▶ **Task brief**
Please produce a character-exact copy of the listing that follows, omitting all images.

▶ **Data provided**
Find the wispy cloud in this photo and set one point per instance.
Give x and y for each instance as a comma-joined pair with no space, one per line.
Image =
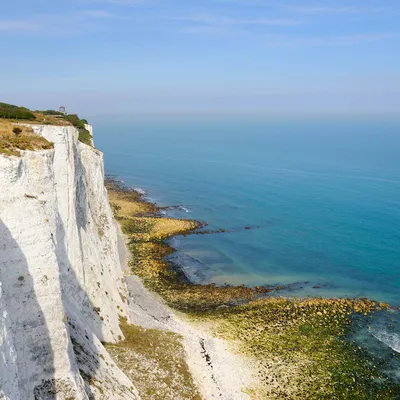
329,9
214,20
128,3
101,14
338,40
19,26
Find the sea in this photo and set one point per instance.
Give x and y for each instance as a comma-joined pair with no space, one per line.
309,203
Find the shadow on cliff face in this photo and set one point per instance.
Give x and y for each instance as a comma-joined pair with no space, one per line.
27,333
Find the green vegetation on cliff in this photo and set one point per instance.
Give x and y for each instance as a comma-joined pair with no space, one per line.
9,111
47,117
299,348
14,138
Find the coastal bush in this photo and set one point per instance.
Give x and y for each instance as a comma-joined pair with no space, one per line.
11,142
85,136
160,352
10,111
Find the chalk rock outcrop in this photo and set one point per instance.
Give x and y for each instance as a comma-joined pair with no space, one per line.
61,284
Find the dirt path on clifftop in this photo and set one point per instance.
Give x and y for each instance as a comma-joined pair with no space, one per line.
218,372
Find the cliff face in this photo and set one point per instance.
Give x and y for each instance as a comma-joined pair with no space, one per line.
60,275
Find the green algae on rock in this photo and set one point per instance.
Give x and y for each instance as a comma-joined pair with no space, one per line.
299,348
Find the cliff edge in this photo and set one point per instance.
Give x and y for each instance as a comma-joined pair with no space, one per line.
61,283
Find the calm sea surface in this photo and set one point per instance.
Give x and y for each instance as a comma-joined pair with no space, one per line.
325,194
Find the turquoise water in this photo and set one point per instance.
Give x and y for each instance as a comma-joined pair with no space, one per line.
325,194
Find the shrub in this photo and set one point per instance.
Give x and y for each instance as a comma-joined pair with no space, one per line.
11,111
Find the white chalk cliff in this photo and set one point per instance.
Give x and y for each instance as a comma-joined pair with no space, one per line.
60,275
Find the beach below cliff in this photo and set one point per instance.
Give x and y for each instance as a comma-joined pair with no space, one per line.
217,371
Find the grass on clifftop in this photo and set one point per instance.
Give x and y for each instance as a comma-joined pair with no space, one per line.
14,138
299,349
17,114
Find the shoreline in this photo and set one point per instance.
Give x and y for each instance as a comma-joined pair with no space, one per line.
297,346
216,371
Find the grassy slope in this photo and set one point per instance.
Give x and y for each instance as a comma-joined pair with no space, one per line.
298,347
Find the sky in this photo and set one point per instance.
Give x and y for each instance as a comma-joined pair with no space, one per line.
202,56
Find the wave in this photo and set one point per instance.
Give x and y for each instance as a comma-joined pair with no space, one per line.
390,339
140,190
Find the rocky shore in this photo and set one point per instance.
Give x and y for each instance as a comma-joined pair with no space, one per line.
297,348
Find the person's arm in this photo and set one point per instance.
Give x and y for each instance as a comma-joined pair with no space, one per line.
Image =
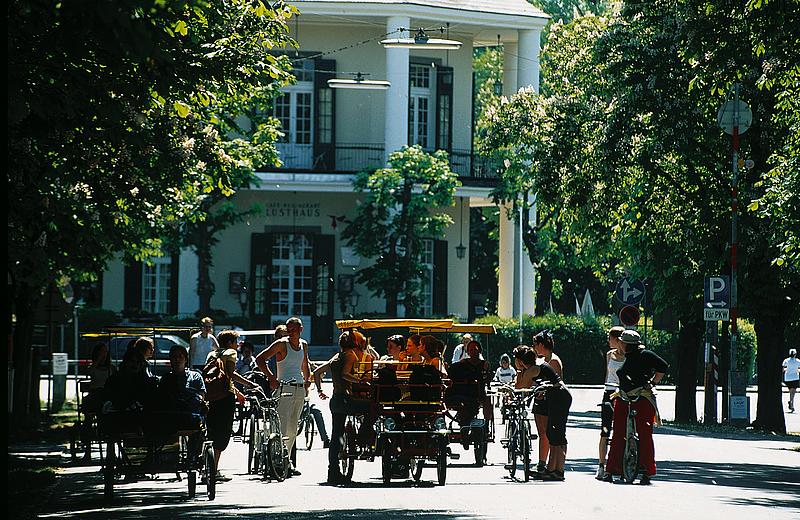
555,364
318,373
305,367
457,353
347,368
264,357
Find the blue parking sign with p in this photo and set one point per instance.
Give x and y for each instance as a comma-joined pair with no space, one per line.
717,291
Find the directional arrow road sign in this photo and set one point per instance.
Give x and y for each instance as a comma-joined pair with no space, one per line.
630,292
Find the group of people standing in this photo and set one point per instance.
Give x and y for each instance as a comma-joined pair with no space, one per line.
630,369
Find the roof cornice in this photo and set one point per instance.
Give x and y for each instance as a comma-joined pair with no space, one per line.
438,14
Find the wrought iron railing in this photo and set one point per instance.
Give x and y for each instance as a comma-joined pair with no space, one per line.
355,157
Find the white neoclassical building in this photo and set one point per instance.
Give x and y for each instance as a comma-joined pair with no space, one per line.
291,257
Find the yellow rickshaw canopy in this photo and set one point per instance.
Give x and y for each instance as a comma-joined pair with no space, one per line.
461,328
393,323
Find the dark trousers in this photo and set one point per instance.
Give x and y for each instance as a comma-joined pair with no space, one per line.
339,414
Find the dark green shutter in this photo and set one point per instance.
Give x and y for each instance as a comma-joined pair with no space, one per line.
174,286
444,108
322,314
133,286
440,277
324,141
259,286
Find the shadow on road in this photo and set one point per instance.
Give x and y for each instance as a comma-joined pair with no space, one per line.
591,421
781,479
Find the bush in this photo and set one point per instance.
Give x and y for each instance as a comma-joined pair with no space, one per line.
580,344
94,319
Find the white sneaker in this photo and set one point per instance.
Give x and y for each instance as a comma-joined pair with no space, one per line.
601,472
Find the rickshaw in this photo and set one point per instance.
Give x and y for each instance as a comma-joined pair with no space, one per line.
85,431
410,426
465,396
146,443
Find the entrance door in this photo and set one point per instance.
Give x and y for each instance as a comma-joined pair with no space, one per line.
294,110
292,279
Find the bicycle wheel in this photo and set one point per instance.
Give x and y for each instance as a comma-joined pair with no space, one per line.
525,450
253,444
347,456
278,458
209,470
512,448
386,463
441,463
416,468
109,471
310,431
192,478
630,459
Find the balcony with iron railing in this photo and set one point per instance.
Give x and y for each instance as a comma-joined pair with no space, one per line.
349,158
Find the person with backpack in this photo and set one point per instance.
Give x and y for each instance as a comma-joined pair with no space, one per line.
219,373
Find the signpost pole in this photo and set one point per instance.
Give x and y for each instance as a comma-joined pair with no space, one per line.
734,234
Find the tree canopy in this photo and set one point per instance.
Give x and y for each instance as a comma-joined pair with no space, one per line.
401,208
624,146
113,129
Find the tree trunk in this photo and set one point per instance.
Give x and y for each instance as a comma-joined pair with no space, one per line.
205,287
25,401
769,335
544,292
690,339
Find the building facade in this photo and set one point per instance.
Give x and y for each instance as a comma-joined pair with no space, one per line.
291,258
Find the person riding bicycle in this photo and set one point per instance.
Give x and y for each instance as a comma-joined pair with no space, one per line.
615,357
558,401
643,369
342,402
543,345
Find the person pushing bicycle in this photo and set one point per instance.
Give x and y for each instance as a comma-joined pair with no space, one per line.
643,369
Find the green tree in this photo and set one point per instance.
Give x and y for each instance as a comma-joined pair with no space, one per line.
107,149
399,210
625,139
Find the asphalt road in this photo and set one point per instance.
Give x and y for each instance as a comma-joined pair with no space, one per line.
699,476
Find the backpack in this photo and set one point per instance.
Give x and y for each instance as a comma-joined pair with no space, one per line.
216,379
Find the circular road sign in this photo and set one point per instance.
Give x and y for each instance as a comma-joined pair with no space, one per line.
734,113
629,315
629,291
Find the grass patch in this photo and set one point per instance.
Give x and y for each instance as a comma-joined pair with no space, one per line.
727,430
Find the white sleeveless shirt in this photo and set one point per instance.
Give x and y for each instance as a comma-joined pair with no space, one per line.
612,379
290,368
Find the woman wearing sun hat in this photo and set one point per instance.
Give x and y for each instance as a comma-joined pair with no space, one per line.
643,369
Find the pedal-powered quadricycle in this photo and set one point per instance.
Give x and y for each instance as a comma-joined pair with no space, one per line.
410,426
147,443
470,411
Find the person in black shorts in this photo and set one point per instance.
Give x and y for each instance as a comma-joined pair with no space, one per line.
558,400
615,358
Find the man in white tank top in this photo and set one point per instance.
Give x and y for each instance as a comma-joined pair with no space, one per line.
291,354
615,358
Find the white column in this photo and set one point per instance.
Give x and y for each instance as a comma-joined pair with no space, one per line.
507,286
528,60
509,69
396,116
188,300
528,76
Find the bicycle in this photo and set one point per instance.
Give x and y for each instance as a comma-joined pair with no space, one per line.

▶ **Exercise response**
Find the wispy cloud in this photo and set one point per instance.
Give x and y for each instance as a comma-joined pair with no space, one per line.
Image =
329,9
214,20
128,3
101,14
338,40
19,26
Find the sea in this photo and set one point per instance.
Give x and y for each instance as a comma-joined pair with no space, one per line.
309,203
Find the shadow on cliff face in this photo and set one point per instance.
Give x and y for each instance as a comma-joined pair with no space, one per line.
27,333
Find the green vegetation on cliff in this photo and set one point per instance.
Give x and y for each instance as a comma-joined pair with no space, one per line.
9,111
47,117
299,348
14,138
Find the coastal bush in this photo and set one point per instance.
Give x and y for each instance as a comma-joined pair with no space, one per line.
11,142
85,136
160,352
10,111
Find the chalk rock outcrop in this photo and set one point per instance.
Give x and y for each instance as a comma-joined pair with no space, one per line.
61,284
Find the dirt path on clifftop in this photo and set one point per instance.
Give x and y for each instance as a comma-joined pair with no space, one per line.
218,372
Find the cliff face in this photo and set one point per instance.
Give x and y for each instance as a comma-joined pair with no space, one per line.
60,275
Find the green algae on rock in this photo and set one point per instance.
Give x and y for each instance as a comma-joined pair with no space, one per line.
299,348
Find the cliff edge in this photo and set one point per instance.
Give x and y for each instance as a comma-joined pair with no space, one per line.
61,283
Find the calm sea surface in this photo and set one point per instance.
Give x and y for each instance as a comma-joined pair with no space, one per line.
325,194
Find the turquoise water in this photo and set one point per instance.
Give x and y for each instance as a comma-joined pair with no space, one per line.
325,194
Find the shrub in this photo and set one point per instance.
Give x and y for each instance as a comma-joined pair with no space, one per line.
11,111
Find the white chalk cliff in this photo and set one point per instance.
Give x and y for each instance as a comma-joined pair with no space, one per line.
60,275
Find the beach below cliff in this photo and set one point per instance.
Give x and y for each instance as a comma-joined pair with no space, one per line.
217,371
Find the grass on clifftop in this photo and set one point per instance.
Give x and y for each instance as a comma-joined pair with no space, one per line.
14,138
299,349
17,114
Find the shoreline in this photo and set one point per instance.
Give x and y for each instance as a comma-joined pair with no space, one per line.
297,346
216,371
Find the grassy slope in this photo and set one point per instance.
Give x and y for each instance as a comma-joined pair with no space, one per line.
298,347
Find the sky in this photo and set one point per instance.
Give x and y for each instance as a comma-joined pair with no space, one per line.
202,56
Find the wave in this photo and set one point per instance.
Give x and y for each instance as a comma-joined pair with no space, one per line.
390,339
140,190
Find the rocky shore in this photo and set one point per instance.
Give x and y for each instance as a comma-joined pair with no space, one per line.
297,348
Find the person's arm in this photo and set one point per instance.
Give x and y for each instance as a comma-joined pair with no space, one per line.
Image =
555,364
318,373
305,367
457,353
347,368
264,357
Find the blue parking sign with p in this photo and set one point per instance.
Give x and y for each instance as a comma-joined pair with no space, one per line.
717,291
Find the directional arrow road sign in this photo and set one point per instance.
Give x and y for each instance as a comma-joined pair with no space, one per line.
630,292
Find the group of people standing in this photo and set one point per instance.
Give x and y for each instance as a comma-joined pair with no space, one per line.
630,369
Find the roof cornice in this photo and set one point per instance.
Give x and y for each instance as a comma-joined pair with no space, one per line.
438,14
Find the wrought iron railing in this photo and set one point per instance.
Give x and y for each instance as a comma-joined pair with no space, one per line.
355,157
Find the white neoclassical building in this photo and set one point per instance.
Give x and y for each instance as a comma-joined pair with no space, one per line.
291,257
Find the yellow rickshaw canopy in this photo and set one point per instance.
Give x and y for each instance as a comma-joined pair with no space, one per line.
461,328
393,323
Find the dark trousers in this photo and set one point per instance.
Give x and y for each instance as a comma-joined pair with no space, one per line.
339,414
Find the dark green shutter in this photo and set one point per instance.
Give x and y for each instance as a comma-joined pair with no space, one per line.
174,286
444,108
322,314
133,286
440,277
324,141
259,286
Find the shadow on road in this photo and set one point per instance.
Give x and y for each instance as a comma-joined pair with no space, one per line.
591,421
781,479
Find the bush in this photo and set one point per instance.
Give x and y for each instance as a comma-joined pair with no space, one per line.
580,344
94,319
Find the white sneaker in this photo and set one point per instance.
Give x and y for each instance as a comma-joined pair with no space, one per line.
601,472
Find the rickshaw in this photo and set one point per instance.
Give x and y for each instance as a comma-joined pair with no space, one per line.
85,431
410,426
465,396
146,443
Find the entrance door in this photo and set one point per instance.
Give x and y for each instance as a comma-joined pair with no space, one per line.
294,110
292,279
Find the bicycle wheel in this photo and set one point per instance.
Give x and y for each instance as a comma-joined pair with no space, one per line.
525,450
253,444
347,456
278,458
209,470
512,448
386,463
441,463
416,468
109,471
310,431
192,478
630,459
Find the balcony with iron railing in this photo and set one point per instance.
Give x and y for each instance as a comma-joined pair with no space, one per line.
349,158
Find the person with backpack in this photo and set one point per instance.
Give x and y for each instance as a comma-joined pair with no space, one per line.
219,373
Find the signpost pole in this photo and set one point per instance.
Give x and y for each instance as a comma-joined pair with no space, one per line.
734,234
Find the tree canopy in this photo and set one point per instance.
Give x and y for each instance as a comma-joined pair with no space, one per line.
401,208
624,146
113,129
Find the tree trunk in this photo and set one point per instance.
Give x and y for each instance as a comma-joined pair with no space, one per line.
205,287
25,401
769,335
544,292
690,339
Find the building facade in this photo and set one point per instance.
Give x and y for each instance as a comma-joined pair with no space, one per line.
291,258
Find the person riding bicycle in this photo and set one point per instance.
Give x and y for each instance as a comma-joined pair with no space, one per line.
615,357
558,401
643,369
342,402
543,345
Find the person pushing bicycle in this photo and set one point per instance.
Give x and y for each instance as a comma-joined pair with no space, one per line.
643,369
Find the green tree in this photo and set one point per instance.
Give x and y for each instance as a comma-joined pair with no space, one per line.
107,149
399,210
625,139
Find the asphalt road in this photo and set one point per instance.
Give x and y for each instance as a comma-joined pair with no space, one per line.
699,476
Find the backpack in this photo and set one point per instance.
Give x and y for each instance as a comma-joined pair with no space, one per line.
216,379
Find the circular road sign in this photo and set one point per instance.
Give x and y for each instance as a comma-joined pair with no space, one per line.
734,113
629,315
629,291
Find the grass patch in this photo and set one point per instance.
Give x and y for each instance as a comma-joined pair with no space, one per line.
727,430
Find the white sleeveless shirt in this photo and set one point per instance.
Give x and y for each instance as a comma-joined pair with no space, one per line.
612,379
290,368
Find the woman wearing sun hat in this photo and set one point per instance.
Give x and y for each instance as a comma-joined pair with no space, one per line.
643,369
Find the pedal-powered quadricycle in this photo and set one point per instance.
Give x and y for each instance as a comma-joined pair with no space, one per line.
410,426
147,443
470,411
Find the person in black shorts in this photo and set one point per instance.
Give x and y for each instance as a comma-joined pair with no space, one per line.
558,400
615,358
Find the man in white tank top in this photo and set one point per instance.
Give x and y for each instance as a comma-joined pair with no space, one per line.
291,354
615,358
Find the white column in this photo and set one point per instance.
Give x and y for each instance as a comma-joined pair with no space, one per line.
507,286
528,60
509,69
396,116
188,300
528,76
Find the bicycle in this photo and set one point per instance.
Give x and y for each instance as a comma-joined pair with no space, one per line.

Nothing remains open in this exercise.